> EXERCISE INSTRUCTIONS: Repeat the material in full. Keep every line exactly as it is.

> THE DATA:
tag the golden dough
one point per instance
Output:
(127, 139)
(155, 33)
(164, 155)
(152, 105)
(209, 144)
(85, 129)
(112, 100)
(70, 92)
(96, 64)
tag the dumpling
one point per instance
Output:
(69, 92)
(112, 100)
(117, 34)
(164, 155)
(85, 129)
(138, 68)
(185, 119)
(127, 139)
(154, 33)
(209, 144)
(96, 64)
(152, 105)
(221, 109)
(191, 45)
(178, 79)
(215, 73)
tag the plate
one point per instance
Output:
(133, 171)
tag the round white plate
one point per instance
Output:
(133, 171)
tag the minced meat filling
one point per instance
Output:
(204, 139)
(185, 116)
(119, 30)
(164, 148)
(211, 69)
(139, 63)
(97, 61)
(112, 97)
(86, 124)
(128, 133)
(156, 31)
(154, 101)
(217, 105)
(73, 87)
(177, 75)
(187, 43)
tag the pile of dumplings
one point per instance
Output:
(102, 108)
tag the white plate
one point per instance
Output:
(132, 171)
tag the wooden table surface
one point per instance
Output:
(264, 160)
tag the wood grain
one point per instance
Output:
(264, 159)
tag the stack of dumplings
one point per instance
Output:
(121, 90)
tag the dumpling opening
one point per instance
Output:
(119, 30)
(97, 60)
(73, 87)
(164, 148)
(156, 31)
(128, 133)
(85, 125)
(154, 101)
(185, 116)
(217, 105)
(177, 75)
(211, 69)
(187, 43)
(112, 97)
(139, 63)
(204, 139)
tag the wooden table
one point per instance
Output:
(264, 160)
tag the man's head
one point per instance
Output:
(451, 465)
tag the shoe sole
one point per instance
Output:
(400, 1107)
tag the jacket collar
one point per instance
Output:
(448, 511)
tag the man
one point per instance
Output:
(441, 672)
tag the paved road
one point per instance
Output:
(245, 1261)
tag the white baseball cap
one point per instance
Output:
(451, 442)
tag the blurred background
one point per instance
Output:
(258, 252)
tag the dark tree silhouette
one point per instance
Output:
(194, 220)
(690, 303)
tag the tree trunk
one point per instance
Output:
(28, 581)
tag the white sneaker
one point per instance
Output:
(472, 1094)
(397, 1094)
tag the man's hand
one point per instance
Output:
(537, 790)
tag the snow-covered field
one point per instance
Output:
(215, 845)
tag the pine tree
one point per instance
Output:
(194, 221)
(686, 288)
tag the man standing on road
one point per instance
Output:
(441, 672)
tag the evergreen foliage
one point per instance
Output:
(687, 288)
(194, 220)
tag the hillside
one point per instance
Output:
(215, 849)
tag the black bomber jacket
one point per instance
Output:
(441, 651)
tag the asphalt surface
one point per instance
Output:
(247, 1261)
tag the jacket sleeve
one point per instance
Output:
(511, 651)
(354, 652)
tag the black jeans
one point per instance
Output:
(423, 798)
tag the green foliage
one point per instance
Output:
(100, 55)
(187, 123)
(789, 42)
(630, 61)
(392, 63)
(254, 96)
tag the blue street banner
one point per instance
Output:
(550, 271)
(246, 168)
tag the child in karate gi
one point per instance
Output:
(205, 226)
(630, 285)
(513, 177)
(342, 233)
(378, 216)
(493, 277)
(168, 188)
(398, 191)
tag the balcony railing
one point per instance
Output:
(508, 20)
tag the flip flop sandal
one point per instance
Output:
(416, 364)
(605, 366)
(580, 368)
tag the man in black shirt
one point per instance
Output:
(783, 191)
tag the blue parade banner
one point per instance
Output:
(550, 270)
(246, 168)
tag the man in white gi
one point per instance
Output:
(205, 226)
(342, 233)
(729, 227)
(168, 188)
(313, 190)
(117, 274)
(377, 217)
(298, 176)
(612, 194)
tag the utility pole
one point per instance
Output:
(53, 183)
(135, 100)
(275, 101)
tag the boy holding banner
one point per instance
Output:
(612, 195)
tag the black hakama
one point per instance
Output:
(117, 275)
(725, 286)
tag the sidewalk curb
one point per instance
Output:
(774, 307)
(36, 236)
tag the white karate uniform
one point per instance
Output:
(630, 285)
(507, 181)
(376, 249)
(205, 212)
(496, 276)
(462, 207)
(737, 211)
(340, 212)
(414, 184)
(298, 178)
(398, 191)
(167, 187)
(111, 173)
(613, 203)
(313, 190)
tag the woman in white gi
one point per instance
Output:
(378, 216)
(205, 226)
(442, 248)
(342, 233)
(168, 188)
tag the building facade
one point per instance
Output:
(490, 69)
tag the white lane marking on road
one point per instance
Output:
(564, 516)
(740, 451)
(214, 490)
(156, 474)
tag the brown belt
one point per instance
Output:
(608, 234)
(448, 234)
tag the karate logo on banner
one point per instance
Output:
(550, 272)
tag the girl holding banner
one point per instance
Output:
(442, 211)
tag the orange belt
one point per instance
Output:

> SOLUTION TO THE PROBLEM:
tag the golden dough
one point per instance
Output:
(127, 139)
(155, 33)
(164, 155)
(152, 105)
(209, 144)
(85, 129)
(112, 100)
(70, 92)
(96, 64)
tag the dumpling
one point per instance
Output:
(69, 92)
(112, 100)
(117, 34)
(164, 155)
(85, 129)
(138, 68)
(185, 119)
(127, 139)
(154, 33)
(209, 144)
(96, 64)
(152, 105)
(221, 109)
(191, 45)
(178, 79)
(215, 73)
tag the plate
one point per instance
Output:
(133, 171)
tag the round white plate
one point per instance
Output:
(133, 171)
tag the minced meat filling
one point per instance
Output:
(204, 139)
(185, 116)
(119, 30)
(164, 148)
(211, 69)
(139, 63)
(97, 61)
(112, 97)
(86, 124)
(128, 133)
(156, 31)
(154, 101)
(217, 105)
(73, 87)
(177, 75)
(187, 43)
tag the pile of dumplings
one point per instance
Output:
(102, 108)
tag the white plate
one point per instance
Output:
(132, 171)
tag the wooden table surface
one point per instance
Output:
(264, 160)
tag the wood grain
one point per instance
Output:
(264, 159)
tag the stack of dumplings
one point per instance
Output:
(121, 90)
tag the dumpling opening
one point per instance
Output:
(119, 30)
(97, 60)
(73, 87)
(164, 148)
(156, 31)
(128, 133)
(85, 125)
(154, 101)
(185, 116)
(217, 105)
(177, 75)
(211, 69)
(187, 43)
(112, 97)
(139, 63)
(204, 139)
tag the wooden table
one point per instance
Output:
(264, 160)
tag the man's head
one point per instance
Output:
(451, 465)
tag the shoe sole
one point per instance
Output:
(400, 1107)
tag the jacket collar
one point per instance
Output:
(448, 511)
tag the man
one point per instance
Output:
(441, 672)
tag the paved road
one point per instance
Output:
(245, 1261)
tag the white baseball cap
one point per instance
Output:
(451, 442)
tag the blurred background
one point per instance
Output:
(258, 252)
tag the dark tree silhouette
one point per instance
Output:
(194, 220)
(690, 303)
tag the tree trunk
one point per instance
Output:
(28, 581)
tag the white sneaker
one point per instance
Output:
(472, 1094)
(397, 1094)
tag the man's hand
one point per instance
Output:
(537, 790)
tag the snow-covered field
one point per instance
Output:
(215, 845)
tag the pine tree
one point per instance
Output:
(194, 221)
(686, 288)
tag the man standing on road
one point per instance
Output:
(441, 672)
tag the evergreen foliage
one point per instance
Output:
(687, 288)
(194, 220)
tag the hillside
one point per instance
Output:
(215, 849)
tag the black bomber jacket
one point per instance
Output:
(441, 651)
tag the asphalt surface
one point per instance
Output:
(247, 1261)
tag the jacket sleeve
one point per instance
Output:
(511, 651)
(354, 652)
tag the black jeans
one point per instance
Output:
(423, 798)
tag the green foliage
one point per instance
Output:
(100, 55)
(187, 123)
(789, 42)
(630, 61)
(392, 63)
(254, 96)
tag the blue street banner
one point per instance
Output:
(550, 271)
(246, 168)
tag the child in karate gi
one point per instance
Output:
(205, 226)
(630, 285)
(513, 177)
(342, 233)
(378, 216)
(493, 277)
(168, 188)
(398, 191)
tag the balcony railing
one point per instance
Output:
(508, 20)
tag the flip flop sandal
one point per instance
Output:
(416, 364)
(605, 366)
(580, 368)
tag the man in black shirt
one point per instance
Output:
(783, 191)
tag the blue parade banner
one point per instance
Output:
(550, 270)
(246, 168)
tag the man in white gi
one point per instance
Output:
(205, 226)
(342, 233)
(729, 227)
(168, 188)
(313, 190)
(117, 274)
(377, 217)
(298, 176)
(612, 194)
tag the utility pole
one point per instance
Output:
(53, 183)
(135, 100)
(275, 101)
tag the boy holding banner
one point per instance
Output:
(612, 195)
tag the black hakama
one point per instance
Output:
(117, 275)
(725, 286)
tag the sidewalk curb
one point per instance
Output:
(774, 307)
(36, 236)
tag the white karate uniform
one point per instance
Output:
(630, 285)
(507, 181)
(376, 249)
(205, 212)
(496, 276)
(462, 207)
(737, 211)
(340, 212)
(414, 184)
(298, 178)
(398, 191)
(167, 187)
(111, 173)
(613, 203)
(313, 190)
tag the woman in white gi
one point per instance
Output:
(378, 216)
(205, 226)
(442, 248)
(342, 233)
(168, 188)
tag the building facade
one point per instance
Output:
(490, 69)
tag the white lane marking on road
one point per instance
Output:
(564, 516)
(740, 451)
(214, 490)
(156, 474)
tag the brown belt
one point per instance
Output:
(608, 234)
(448, 234)
tag the karate logo on banner
one point per instance
Output:
(550, 272)
tag the girl holding banner
one point per instance
Output:
(442, 211)
tag the orange belt
one point per instance
Output:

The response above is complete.